- [Problem to solve]: Every line holding "image" should be copied from the records below.

- [Given information]:
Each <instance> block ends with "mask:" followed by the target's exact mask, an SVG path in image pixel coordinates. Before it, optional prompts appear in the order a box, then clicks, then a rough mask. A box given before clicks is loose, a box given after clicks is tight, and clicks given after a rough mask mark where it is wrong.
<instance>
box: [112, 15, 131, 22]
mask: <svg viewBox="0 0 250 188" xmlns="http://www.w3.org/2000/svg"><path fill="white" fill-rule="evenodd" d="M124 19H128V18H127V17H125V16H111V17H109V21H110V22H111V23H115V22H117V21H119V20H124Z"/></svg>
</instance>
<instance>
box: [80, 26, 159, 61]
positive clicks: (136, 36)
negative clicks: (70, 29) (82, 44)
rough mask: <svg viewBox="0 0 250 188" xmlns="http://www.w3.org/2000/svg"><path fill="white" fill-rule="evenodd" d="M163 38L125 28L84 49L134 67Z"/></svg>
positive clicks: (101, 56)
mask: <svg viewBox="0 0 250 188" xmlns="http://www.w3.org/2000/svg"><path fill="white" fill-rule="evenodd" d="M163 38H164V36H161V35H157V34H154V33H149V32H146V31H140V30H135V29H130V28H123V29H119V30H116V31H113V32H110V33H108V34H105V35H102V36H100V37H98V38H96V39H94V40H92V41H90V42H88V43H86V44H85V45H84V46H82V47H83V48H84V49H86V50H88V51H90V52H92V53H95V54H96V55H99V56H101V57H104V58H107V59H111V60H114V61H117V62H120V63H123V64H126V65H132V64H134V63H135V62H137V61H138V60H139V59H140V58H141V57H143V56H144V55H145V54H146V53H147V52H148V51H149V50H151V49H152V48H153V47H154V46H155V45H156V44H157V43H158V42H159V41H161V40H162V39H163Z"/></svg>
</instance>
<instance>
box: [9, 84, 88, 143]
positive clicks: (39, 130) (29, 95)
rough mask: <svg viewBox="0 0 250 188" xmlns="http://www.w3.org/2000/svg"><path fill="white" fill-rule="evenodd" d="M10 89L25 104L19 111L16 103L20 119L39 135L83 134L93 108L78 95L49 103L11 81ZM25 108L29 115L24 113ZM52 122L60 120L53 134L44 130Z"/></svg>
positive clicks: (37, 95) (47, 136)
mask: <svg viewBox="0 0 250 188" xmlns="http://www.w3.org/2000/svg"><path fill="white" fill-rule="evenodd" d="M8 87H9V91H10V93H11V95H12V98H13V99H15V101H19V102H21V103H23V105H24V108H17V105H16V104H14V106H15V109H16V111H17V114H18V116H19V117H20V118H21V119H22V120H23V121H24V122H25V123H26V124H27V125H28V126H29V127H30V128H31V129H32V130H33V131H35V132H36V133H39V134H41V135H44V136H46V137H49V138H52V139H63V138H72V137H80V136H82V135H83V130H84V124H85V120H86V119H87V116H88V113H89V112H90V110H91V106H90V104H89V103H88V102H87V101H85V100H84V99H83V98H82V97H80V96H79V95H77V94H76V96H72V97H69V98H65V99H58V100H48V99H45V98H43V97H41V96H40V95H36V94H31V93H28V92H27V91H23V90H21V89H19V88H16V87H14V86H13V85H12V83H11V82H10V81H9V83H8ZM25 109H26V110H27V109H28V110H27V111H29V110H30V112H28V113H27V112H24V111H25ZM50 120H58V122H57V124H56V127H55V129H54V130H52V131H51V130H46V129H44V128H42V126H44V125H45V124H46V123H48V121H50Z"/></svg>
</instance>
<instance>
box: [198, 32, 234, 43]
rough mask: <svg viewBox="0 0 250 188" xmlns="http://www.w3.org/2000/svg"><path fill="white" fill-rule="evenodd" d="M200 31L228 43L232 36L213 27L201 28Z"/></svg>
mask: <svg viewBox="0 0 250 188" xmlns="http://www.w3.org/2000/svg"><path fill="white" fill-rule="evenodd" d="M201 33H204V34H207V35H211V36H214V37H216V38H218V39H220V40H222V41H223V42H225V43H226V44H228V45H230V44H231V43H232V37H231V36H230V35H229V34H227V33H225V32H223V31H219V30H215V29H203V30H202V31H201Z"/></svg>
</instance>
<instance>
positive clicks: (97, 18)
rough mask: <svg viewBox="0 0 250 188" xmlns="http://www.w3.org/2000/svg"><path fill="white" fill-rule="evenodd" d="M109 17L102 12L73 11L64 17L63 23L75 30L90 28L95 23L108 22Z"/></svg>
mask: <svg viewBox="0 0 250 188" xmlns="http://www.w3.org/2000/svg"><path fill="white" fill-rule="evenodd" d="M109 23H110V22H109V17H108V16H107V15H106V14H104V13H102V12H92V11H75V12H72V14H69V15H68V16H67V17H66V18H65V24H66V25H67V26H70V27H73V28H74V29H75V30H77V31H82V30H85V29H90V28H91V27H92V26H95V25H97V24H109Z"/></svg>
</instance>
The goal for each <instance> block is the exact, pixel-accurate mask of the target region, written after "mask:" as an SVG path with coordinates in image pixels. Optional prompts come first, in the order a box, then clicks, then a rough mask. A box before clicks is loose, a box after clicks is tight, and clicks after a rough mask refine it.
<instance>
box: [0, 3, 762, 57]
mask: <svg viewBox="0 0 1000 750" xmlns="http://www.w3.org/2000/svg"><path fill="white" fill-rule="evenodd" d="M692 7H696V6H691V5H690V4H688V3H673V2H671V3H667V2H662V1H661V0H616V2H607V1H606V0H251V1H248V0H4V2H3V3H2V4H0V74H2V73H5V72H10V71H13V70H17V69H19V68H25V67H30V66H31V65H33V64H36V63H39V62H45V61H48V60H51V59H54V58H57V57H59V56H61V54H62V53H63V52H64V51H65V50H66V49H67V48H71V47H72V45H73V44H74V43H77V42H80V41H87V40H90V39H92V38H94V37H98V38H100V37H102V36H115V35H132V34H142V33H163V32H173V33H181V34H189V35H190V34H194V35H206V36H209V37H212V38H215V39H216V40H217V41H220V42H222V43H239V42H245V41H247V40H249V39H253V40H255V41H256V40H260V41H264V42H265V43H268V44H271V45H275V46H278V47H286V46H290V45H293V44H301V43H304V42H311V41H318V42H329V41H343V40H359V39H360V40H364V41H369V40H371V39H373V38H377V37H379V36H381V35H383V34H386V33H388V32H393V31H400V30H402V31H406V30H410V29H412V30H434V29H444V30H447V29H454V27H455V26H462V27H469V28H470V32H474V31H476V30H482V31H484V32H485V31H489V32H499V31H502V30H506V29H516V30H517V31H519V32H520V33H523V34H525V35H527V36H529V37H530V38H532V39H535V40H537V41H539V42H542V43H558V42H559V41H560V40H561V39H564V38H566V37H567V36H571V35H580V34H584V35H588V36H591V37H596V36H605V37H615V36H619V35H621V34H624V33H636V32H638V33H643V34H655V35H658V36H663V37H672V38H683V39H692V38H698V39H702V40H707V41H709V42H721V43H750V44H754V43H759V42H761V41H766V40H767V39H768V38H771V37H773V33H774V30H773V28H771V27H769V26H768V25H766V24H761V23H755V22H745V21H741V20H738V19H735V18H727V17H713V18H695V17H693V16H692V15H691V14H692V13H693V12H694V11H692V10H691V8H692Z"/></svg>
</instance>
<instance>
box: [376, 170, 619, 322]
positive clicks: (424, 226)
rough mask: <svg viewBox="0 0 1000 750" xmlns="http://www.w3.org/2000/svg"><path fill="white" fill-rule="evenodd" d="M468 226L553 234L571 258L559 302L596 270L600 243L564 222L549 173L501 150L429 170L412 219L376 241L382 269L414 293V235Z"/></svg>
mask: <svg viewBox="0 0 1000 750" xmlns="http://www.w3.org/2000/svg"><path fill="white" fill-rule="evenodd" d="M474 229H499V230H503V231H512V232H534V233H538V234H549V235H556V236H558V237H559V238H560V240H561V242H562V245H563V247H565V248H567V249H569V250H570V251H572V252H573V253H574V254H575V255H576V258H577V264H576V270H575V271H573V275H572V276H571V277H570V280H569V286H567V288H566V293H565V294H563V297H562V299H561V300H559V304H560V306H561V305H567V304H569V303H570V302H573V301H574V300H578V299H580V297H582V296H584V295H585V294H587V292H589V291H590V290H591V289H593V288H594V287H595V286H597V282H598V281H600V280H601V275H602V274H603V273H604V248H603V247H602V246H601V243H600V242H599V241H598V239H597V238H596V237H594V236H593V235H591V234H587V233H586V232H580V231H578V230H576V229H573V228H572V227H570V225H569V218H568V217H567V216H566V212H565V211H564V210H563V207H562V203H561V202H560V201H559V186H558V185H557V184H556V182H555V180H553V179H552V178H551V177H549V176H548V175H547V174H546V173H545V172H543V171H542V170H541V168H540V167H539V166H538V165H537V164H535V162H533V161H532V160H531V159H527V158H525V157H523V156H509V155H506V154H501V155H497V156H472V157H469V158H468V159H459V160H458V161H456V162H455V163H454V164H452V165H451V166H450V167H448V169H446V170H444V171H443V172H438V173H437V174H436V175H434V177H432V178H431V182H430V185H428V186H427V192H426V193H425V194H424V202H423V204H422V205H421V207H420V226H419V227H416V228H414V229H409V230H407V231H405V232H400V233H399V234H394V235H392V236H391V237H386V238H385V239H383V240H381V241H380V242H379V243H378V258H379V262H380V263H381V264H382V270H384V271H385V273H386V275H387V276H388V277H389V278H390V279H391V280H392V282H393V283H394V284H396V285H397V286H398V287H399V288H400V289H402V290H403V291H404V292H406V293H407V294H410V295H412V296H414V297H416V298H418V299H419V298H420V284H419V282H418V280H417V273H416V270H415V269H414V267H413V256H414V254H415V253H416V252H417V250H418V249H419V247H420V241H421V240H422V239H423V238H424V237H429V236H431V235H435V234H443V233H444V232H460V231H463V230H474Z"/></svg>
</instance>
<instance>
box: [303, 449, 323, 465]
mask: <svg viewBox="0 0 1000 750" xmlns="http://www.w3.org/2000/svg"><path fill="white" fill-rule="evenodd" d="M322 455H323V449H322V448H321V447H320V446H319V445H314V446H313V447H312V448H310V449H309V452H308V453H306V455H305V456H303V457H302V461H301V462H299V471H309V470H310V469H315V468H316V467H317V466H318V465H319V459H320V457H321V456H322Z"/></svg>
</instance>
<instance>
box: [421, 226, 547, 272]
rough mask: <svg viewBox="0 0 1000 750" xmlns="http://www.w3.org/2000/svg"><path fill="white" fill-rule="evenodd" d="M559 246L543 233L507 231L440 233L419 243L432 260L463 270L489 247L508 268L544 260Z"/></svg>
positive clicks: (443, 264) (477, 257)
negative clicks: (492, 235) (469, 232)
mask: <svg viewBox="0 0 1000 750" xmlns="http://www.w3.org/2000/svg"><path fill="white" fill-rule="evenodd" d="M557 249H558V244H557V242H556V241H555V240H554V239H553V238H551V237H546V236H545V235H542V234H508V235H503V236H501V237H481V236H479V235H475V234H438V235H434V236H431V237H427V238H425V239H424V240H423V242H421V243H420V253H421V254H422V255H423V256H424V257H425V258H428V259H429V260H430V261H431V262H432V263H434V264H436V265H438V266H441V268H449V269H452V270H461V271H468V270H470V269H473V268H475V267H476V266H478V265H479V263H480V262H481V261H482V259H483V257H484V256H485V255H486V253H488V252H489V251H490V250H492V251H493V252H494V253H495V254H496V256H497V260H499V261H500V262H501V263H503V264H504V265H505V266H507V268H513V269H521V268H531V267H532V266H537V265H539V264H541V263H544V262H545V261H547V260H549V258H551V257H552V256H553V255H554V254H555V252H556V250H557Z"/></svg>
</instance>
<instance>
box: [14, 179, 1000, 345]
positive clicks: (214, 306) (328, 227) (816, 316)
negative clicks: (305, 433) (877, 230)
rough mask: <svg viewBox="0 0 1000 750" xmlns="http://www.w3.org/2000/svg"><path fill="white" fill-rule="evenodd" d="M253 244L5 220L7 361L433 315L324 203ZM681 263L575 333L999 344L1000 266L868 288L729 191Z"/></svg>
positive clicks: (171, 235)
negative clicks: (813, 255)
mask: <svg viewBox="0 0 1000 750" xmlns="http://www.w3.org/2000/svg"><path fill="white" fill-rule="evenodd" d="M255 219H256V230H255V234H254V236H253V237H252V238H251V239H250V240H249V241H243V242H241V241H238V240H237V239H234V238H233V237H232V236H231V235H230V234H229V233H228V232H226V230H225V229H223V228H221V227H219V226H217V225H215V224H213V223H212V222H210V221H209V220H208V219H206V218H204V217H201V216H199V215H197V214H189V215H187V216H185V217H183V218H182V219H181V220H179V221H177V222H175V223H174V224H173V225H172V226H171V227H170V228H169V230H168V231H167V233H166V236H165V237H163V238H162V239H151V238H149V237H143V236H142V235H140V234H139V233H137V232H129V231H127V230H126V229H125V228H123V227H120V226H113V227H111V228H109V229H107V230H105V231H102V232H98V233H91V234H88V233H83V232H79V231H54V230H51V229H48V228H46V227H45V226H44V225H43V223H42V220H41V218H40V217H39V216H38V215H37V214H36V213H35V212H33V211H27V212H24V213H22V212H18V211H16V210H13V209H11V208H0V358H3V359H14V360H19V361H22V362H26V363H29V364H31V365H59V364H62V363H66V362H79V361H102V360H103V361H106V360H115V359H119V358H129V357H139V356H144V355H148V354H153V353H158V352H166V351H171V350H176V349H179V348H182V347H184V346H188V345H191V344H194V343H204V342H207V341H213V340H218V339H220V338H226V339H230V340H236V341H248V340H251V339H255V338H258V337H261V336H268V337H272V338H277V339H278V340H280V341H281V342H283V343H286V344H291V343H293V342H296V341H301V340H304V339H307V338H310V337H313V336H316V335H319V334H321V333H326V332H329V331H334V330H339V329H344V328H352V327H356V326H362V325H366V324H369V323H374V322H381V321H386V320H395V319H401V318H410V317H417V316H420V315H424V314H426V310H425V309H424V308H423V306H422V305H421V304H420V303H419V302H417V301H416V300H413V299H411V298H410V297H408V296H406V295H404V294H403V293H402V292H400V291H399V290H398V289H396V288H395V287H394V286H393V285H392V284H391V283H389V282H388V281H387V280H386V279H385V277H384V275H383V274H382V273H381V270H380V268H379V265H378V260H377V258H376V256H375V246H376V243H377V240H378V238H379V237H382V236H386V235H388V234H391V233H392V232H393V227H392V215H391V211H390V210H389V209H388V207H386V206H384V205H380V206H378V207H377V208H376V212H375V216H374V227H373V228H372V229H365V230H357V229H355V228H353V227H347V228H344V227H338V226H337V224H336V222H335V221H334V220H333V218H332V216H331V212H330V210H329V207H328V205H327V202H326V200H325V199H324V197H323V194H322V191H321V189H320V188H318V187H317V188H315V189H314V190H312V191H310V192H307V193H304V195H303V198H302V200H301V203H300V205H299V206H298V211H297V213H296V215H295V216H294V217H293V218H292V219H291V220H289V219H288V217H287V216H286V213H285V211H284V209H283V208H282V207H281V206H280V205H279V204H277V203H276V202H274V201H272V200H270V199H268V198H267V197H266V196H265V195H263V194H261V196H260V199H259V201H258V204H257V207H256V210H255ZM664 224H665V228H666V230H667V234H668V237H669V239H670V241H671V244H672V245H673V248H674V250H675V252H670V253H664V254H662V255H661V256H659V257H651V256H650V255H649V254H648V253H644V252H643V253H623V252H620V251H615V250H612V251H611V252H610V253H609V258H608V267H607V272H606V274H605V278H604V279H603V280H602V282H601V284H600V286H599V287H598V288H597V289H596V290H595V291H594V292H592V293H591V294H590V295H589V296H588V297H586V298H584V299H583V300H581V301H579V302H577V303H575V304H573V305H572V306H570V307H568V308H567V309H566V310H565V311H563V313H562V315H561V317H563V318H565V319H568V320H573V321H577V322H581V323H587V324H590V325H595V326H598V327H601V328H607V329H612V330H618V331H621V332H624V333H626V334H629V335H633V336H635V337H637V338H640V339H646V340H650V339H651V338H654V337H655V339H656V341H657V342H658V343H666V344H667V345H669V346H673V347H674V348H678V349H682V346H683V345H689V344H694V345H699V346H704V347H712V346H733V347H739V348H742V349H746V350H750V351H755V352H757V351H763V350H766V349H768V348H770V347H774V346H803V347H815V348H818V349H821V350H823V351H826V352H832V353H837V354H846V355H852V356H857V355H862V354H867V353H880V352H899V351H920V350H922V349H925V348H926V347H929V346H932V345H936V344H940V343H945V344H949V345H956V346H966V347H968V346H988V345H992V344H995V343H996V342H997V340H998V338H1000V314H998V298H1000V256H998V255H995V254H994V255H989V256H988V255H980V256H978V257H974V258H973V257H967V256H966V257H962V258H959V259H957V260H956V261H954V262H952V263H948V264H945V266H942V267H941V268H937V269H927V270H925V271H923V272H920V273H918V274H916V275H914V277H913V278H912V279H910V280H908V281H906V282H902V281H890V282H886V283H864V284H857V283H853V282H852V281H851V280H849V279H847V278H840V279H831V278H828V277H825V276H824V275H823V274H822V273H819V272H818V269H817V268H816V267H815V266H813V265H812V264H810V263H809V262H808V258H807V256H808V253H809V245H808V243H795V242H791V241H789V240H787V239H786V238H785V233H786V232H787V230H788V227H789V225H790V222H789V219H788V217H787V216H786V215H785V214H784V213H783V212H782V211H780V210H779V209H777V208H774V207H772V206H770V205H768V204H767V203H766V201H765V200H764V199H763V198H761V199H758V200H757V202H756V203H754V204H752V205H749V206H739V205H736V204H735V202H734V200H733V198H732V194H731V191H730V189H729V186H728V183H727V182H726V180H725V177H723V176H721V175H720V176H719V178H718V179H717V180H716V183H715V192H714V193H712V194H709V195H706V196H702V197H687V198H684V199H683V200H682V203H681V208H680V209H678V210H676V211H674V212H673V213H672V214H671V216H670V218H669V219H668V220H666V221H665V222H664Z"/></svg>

- [Result]:
Each <instance> block ends with "mask:" followed by the target's exact mask, an SVG path in image pixel coordinates. Before it, optional prompts appear in the order a box, then clicks, then a rough mask. A box given before clicks is loose, a box given after clicks is tight, and clicks given after a rough mask mark where it is wrong.
The goal for each <instance> block is the exact, pixel-accurate mask of the target region, written after "mask:" as an SVG path with coordinates in image pixels. Optional prompts come first, in the order a box, then clicks, then a rough mask. A box before clicks is loose, a box after clicks is tight, and clicks after a rough mask refine it.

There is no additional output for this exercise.